The pushback came after a February 27 report, The State of Denver Restaurants, from the six-month Denver Restaurant Liaison Project led by Dana Faulk Query and Adam Schlegel and backed by Visit Denver, Denver Economic Development & Opportunity and inKind. The report said restaurants employ 7.9% of Denver’s workforce and generate about 13% of the city’s sales-tax revenue, but it also found 6% fewer restaurant-sector jobs and about 15% fewer full-service restaurant jobs in 2025 than at the start of 2020.

The report painted a sector under strain. Average hourly labor costs rose 50% to 55% from 2019 to 2024, rent increased 23%, cost of goods sold climbed 22%, and overall earnings fell nearly 20%. It also said some tipped workers were earning $35 or more per hour, but operators argued that higher wage floors were still forcing shorter shifts, leaner staffing and, in some cases, closures.

Denver’s 2026 minimum wage is $19.29 an hour, while the tipped minimum wage is $16.27 as long as workers receive $3.02 in documented tips. Colorado’s statewide minimum wage is $15.16, with a tipped wage of $12.14. A 2025 state law, HB25-1208, which took effect June 3, 2025, gave local governments new authority to increase the tip offset starting Jan. 1, 2026, within state limits. Edgewater has already used that authority, raising its 2026 tip offset to $4.67 and setting a tipped minimum wage of $13.50.

The larger fight traces back to Colorado’s 2019 change that let cities set their own minimum wages. Since then, Denver’s restaurant pay rules have become a pressure point for operators trying to protect margins and workers trying to protect the guaranteed part of their income. After the report, City Council member Darrell Watson said he was drafting legislation to lower the tipped minimum wage, though his office later said no tipped wage bill was before council.

For workers on the floor, the stakes are immediate. If restaurants absorb the hit, margins get tighter. If diners absorb it, menu prices and service charges can rise. If workers absorb it, the loss shows up in every paycheck, every tip-pool split and every decision about whether another restaurant job is worth staying for.

#### WHAT IS ASKED:
- 1) Please repeat the part of the restaurant wage passage starting at "The pushback came" and ending at "some cases, closures.".
- 2) Count the lines of the entries that contain the string "leaf", treating case as significant, and reply with the number alone.
The passage on Denver restaurant wages has no connection to the entries that follow it.

#### DATA PROVIDED:
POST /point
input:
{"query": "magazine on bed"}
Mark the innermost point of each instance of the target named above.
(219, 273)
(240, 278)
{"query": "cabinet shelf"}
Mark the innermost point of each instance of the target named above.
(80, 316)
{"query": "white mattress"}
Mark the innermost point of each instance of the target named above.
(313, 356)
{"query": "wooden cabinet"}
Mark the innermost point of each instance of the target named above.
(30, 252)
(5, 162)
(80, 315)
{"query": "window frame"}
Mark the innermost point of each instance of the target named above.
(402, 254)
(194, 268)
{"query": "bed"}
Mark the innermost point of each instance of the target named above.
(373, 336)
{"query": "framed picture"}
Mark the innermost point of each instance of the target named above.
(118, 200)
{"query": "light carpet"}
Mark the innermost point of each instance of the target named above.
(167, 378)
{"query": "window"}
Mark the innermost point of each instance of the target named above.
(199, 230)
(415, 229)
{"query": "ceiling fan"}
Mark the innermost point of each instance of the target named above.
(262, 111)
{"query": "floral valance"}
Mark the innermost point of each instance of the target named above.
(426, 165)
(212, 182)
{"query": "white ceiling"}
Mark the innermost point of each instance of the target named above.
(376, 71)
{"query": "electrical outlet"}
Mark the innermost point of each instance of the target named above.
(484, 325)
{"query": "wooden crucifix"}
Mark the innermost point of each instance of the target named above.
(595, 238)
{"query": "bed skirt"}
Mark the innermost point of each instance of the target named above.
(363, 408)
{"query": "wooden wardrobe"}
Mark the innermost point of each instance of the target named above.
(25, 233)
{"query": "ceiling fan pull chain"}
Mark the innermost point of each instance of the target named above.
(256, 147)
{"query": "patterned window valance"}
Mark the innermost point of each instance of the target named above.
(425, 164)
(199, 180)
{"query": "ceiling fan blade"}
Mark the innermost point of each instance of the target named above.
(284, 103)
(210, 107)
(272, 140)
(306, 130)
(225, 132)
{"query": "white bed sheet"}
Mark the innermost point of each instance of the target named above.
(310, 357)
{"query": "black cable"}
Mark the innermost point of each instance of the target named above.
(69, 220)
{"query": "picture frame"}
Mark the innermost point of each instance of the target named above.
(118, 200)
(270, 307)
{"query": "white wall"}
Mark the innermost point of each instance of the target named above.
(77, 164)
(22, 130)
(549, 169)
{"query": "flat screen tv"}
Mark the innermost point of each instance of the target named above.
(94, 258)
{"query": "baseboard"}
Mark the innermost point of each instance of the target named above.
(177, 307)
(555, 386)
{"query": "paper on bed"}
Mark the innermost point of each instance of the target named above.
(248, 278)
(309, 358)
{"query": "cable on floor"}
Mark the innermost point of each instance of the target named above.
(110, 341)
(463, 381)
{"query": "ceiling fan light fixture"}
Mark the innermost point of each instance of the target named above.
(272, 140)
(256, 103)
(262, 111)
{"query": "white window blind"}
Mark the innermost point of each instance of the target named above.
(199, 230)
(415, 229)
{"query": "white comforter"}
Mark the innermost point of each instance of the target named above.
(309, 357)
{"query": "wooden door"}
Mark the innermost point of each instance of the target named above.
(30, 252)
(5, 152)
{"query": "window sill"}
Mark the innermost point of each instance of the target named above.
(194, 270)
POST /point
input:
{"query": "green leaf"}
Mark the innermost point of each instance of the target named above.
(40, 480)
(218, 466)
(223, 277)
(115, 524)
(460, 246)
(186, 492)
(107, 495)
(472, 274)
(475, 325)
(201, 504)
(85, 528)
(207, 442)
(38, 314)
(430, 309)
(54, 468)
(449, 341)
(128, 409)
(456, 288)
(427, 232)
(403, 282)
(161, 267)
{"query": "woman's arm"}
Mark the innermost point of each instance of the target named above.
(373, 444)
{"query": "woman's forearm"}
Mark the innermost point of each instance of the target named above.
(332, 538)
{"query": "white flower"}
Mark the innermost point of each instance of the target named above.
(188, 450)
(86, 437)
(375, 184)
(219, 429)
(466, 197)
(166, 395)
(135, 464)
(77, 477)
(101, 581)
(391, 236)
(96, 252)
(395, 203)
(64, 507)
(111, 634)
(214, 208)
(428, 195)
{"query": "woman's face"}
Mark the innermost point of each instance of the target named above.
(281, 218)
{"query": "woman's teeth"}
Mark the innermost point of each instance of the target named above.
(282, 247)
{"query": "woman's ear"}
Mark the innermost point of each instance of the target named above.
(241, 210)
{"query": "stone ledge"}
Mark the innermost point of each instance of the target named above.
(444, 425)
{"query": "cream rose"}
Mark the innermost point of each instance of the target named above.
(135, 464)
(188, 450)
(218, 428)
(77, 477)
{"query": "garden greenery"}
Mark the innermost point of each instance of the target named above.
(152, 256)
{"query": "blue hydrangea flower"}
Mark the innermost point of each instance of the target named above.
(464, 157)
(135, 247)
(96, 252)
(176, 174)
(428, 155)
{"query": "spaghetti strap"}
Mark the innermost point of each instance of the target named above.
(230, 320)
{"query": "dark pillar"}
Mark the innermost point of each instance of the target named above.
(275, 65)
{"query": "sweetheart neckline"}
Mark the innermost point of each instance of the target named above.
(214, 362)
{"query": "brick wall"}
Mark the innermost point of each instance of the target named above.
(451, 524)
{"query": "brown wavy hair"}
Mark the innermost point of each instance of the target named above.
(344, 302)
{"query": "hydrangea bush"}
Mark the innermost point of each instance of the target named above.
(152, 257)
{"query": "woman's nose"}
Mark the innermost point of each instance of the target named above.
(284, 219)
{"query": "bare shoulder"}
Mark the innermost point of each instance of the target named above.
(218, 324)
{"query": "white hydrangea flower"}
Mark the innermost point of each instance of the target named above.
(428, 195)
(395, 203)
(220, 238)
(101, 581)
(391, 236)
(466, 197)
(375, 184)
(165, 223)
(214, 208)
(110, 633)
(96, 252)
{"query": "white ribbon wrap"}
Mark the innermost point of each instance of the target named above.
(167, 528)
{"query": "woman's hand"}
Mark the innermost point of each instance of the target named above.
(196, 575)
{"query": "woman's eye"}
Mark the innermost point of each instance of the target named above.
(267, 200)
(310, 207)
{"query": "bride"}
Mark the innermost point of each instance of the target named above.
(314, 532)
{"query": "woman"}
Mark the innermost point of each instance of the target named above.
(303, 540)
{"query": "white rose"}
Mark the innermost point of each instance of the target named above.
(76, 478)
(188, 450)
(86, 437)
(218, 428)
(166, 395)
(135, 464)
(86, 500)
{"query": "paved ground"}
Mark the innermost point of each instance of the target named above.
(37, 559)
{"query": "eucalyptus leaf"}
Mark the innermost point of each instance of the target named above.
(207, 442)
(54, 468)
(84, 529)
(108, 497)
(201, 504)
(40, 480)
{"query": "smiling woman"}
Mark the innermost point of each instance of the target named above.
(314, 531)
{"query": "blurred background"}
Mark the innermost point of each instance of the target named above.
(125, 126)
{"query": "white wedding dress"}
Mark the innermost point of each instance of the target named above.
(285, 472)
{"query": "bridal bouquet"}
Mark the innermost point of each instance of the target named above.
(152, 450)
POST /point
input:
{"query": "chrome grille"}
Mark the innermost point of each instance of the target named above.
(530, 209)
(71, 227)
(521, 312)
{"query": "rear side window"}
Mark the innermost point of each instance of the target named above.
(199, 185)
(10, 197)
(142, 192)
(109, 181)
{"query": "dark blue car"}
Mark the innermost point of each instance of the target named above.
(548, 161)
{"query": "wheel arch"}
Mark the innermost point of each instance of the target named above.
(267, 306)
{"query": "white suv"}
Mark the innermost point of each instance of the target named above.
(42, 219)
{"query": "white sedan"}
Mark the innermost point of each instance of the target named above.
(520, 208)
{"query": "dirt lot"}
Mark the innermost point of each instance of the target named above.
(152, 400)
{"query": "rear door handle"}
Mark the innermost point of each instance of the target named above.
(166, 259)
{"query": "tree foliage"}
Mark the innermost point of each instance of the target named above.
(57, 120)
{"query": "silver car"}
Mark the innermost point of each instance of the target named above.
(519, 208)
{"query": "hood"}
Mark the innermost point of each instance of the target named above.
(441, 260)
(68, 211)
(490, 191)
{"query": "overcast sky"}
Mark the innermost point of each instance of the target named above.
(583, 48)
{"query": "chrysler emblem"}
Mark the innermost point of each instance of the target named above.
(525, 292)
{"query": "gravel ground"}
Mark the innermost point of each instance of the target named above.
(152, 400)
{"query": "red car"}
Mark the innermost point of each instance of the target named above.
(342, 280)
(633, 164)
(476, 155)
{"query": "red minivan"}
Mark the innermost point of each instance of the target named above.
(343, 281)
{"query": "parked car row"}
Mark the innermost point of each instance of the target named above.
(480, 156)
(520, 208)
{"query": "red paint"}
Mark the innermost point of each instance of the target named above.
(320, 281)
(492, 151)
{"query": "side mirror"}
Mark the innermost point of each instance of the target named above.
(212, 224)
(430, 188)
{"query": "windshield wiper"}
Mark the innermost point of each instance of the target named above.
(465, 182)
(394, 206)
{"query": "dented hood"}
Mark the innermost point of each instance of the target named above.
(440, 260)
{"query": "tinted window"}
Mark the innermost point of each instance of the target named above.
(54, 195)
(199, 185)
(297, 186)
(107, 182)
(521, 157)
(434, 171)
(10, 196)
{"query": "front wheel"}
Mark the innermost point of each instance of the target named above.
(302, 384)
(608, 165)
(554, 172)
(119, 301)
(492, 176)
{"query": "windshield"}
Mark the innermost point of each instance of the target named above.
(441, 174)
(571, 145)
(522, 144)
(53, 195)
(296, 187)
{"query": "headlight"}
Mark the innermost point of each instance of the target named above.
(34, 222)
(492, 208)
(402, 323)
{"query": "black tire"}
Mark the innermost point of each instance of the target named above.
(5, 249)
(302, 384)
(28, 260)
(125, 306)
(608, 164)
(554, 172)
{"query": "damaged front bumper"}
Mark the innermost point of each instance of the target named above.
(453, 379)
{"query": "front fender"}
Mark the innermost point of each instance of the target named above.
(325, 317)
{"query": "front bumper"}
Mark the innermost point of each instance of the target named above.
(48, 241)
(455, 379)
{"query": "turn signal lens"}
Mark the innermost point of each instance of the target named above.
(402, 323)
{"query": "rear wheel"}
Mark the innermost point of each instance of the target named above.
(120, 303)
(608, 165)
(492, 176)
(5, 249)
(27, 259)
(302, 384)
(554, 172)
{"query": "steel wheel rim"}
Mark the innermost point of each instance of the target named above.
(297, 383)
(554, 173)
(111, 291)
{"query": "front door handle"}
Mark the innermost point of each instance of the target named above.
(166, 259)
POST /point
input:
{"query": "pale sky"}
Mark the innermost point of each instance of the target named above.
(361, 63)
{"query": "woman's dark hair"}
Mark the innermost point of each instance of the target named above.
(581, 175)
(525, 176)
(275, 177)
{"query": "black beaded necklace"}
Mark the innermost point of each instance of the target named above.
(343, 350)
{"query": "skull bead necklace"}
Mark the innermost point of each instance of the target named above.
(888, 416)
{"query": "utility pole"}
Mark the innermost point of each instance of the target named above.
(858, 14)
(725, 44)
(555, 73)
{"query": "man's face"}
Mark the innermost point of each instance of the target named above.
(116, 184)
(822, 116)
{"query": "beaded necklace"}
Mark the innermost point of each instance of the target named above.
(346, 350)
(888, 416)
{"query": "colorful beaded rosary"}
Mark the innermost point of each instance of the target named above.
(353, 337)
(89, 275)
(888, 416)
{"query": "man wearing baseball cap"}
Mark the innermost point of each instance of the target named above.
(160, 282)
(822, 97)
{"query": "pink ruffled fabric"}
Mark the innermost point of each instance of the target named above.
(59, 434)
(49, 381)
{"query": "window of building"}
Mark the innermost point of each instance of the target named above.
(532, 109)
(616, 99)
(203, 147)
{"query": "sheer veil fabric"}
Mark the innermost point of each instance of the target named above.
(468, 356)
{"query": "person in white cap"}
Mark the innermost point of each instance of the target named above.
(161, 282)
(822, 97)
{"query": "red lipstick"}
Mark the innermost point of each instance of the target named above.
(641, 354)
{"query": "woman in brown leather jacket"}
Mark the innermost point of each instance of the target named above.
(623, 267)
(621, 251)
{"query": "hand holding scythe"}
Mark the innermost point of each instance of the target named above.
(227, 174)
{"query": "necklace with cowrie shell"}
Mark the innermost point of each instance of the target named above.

#### THE SOLUTIONS:
- 1)
The pushback came after a February 27 report, The State of Denver Restaurants, from the six-month Denver Restaurant Liaison Project led by Dana Faulk Query and Adam Schlegel and backed by Visit Denver, Denver Economic Development & Opportunity and inKind. The report said restaurants employ 7.9% of Denver’s workforce and generate about 13% of the city’s sales-tax revenue, but it also found 6% fewer restaurant-sector jobs and about 15% fewer full-service restaurant jobs in 2025 than at the start of 2020.

The report painted a sector under strain. Average hourly labor costs rose 50% to 55% from 2019 to 2024, rent increased 23%, cost of goods sold climbed 22%, and overall earnings fell nearly 20%. It also said some tipped workers were earning $35 or more per hour, but operators argued that higher wage floors were still forcing shorter shifts, leaner staffing and, in some cases, closures.

- 2) 2